Task to carry out :: Transcribe the listing exactly, leaving out every picture.

******

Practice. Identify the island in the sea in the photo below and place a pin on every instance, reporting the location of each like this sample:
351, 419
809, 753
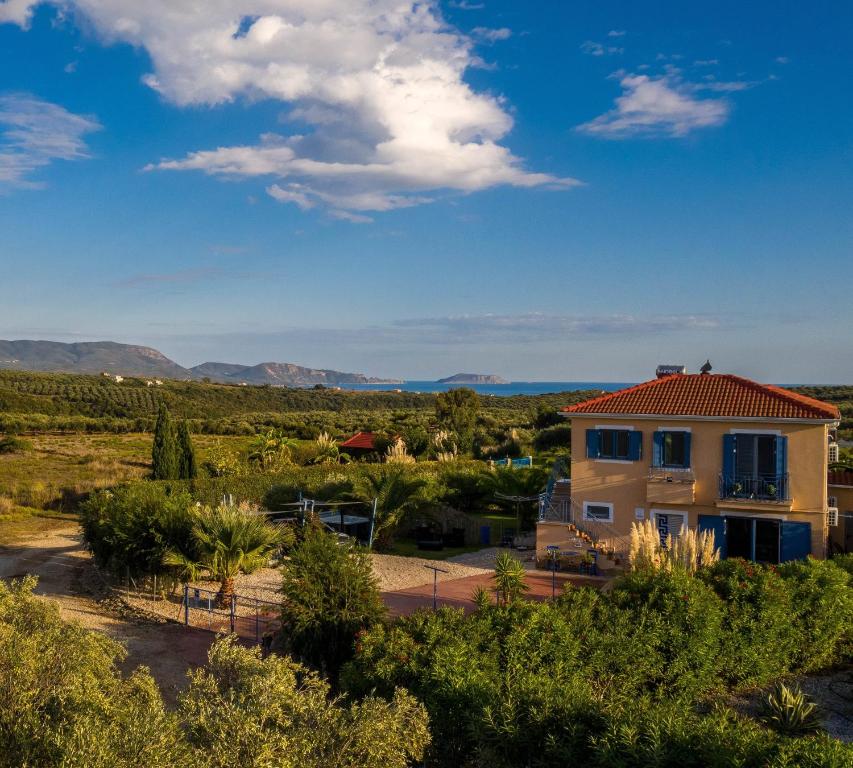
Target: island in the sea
473, 378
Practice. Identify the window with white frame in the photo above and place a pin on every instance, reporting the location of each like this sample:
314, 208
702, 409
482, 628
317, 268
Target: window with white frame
598, 511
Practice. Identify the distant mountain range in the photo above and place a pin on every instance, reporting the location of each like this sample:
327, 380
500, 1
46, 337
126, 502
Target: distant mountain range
132, 360
473, 378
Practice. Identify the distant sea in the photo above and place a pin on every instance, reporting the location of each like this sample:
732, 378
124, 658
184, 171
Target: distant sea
501, 390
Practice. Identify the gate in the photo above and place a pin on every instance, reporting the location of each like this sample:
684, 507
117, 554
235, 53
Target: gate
246, 617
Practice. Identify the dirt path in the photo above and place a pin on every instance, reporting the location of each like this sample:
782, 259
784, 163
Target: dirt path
66, 575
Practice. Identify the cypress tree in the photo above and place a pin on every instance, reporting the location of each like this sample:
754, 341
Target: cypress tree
187, 469
164, 453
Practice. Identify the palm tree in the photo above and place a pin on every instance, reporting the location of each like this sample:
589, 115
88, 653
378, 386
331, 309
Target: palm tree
509, 579
271, 448
396, 493
518, 490
229, 540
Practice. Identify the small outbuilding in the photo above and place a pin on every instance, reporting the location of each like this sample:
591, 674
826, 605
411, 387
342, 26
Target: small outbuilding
359, 445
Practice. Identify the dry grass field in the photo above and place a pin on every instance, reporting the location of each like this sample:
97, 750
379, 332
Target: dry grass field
54, 470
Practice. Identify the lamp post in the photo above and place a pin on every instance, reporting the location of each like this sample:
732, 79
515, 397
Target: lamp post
435, 570
552, 550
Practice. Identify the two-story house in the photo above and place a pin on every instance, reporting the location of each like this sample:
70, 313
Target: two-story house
709, 451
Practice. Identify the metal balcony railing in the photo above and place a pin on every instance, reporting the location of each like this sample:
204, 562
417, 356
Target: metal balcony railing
671, 474
755, 487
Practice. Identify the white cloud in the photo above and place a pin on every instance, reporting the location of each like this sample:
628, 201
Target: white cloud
17, 12
593, 48
352, 218
33, 133
291, 195
379, 83
534, 326
664, 106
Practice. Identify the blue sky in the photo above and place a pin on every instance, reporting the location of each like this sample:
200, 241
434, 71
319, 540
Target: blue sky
542, 190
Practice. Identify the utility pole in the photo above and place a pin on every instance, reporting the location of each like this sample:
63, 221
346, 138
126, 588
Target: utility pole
372, 523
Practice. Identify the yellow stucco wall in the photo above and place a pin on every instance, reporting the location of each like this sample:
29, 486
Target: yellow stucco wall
625, 484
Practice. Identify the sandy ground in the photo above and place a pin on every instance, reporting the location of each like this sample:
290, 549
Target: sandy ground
485, 558
392, 572
66, 575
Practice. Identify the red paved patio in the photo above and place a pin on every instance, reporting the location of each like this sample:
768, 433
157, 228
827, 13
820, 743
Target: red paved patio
458, 592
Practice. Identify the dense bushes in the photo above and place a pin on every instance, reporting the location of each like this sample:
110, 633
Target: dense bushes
65, 703
624, 678
759, 639
132, 528
329, 595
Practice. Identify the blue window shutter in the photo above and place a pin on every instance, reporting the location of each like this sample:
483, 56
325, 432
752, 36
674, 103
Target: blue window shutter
782, 466
592, 442
796, 541
729, 456
635, 445
657, 449
716, 524
781, 455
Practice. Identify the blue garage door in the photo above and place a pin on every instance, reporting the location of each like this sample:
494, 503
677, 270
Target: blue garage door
796, 543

******

Correct output ::
Practice. Identify the island in the sea in the photo below and place a pin on every instance, reporting the location of each like this sample:
351, 419
809, 753
Target: island in the sea
473, 378
Practice. Identify the window with white frame in the photo above and place a pin on every instance, reporting the location of each like this sample:
314, 208
702, 409
482, 628
317, 268
Target: window with white frame
598, 511
Practice. Identify the distant mountain range in the photo above and place a pin on every instance, reporting the location of each like this sample:
327, 380
500, 1
46, 337
126, 502
Target: distant mountain range
132, 360
473, 378
Practice. Identify the distant sea in the photo above and place a pin on every instance, reporting the location of each like this sample:
732, 378
124, 658
184, 171
Target: distant sea
501, 390
Practice. Identify the gate in the photo above and place a pin on every instance, reporting the location of each like this sample:
684, 507
117, 554
235, 53
Target: gate
246, 617
Practice. Identify the dirt path in the photo above and place a pin on every instance, reporting the location of each like this sample:
782, 259
784, 163
Target: dirt path
66, 575
Practice. Identify the cypress tree in the photo above and place a pin on every instance, reporting the location of each like this sample:
754, 341
Target: cypress tree
187, 469
164, 453
Practice. Identify the palm tree in the photo above and place a pin on every instance, reporting the location of each like this sample:
589, 115
88, 653
378, 386
331, 309
Target: palm tree
509, 579
271, 448
396, 493
518, 490
229, 540
Practice. Identify the small outbuilding in the photo above and place a pin on every instance, reporting the location of each like this sample:
591, 674
826, 605
411, 387
342, 26
Target: small outbuilding
359, 445
Practice. Identify the dry grass field in the photo above and place a pin on every instance, reporting the location of each like this sample:
97, 750
379, 332
Target: dry grass field
54, 470
Practice. Identify the lamp post in the photo above and place a pin on every instance, reporting the location of each like this sample:
732, 79
515, 397
Target: lamp post
435, 570
552, 550
Practice. Identify the two-story house in the photo above and place a pin on every instance, reporting the location of each like this sample:
70, 313
Target: two-story house
709, 451
Practice. Identify the metal balcony railing in the photo above and place a pin on every instance, reporting the location of each like this sample:
204, 562
417, 356
Target: metal balcony railing
671, 474
755, 487
Practice. Identify the white cloud in the photo above and place a pin on every instance, reporting the location of each like this sample:
628, 201
Target: white cloud
17, 12
593, 48
352, 218
33, 133
291, 195
379, 83
534, 326
664, 106
Practice. Identify the blue sky in the photo above and place a pin on every instance, reporting the location of each like this sample:
200, 241
434, 71
319, 540
Target: blue sky
542, 190
Practice. Identify the utility pole in the photo above and place a pin on every instance, reporting the location of each like this sample:
63, 221
346, 138
126, 588
Target: utility pole
372, 523
Practice. Identify the yellow stucco wall in the photo above and place a pin on every instance, reporting the location of each like this sample:
29, 486
Target: yellow stucco wall
625, 484
Practice. Identify the sandy ground in the photo above and place a pin on every instance, reporting the location of each like this sample:
290, 549
Target: sandy ground
485, 558
392, 572
66, 575
Practice. Identify the red paved patio in the photo above and place a pin on every instance, reporting the location of each like this sample:
768, 433
157, 228
827, 13
820, 743
Target: red paved patio
458, 592
Practice. Identify the dense bushes in the photo above and place a pin on every instance, reporting the location of each like this sample:
110, 633
Target: dense bushes
65, 703
624, 678
759, 639
132, 528
329, 595
Practice. Identify the blue window shutter in the photo above and place a pin on every instance, reporting the location of each like this sample:
483, 56
325, 432
752, 36
674, 103
Target: blue window shutter
782, 466
592, 442
796, 541
729, 456
635, 445
657, 449
716, 524
781, 455
Practice. Identify the blue garage door in the photo above and place a pin on every instance, reporting the location of each like this sample:
494, 503
677, 270
Target: blue garage door
796, 543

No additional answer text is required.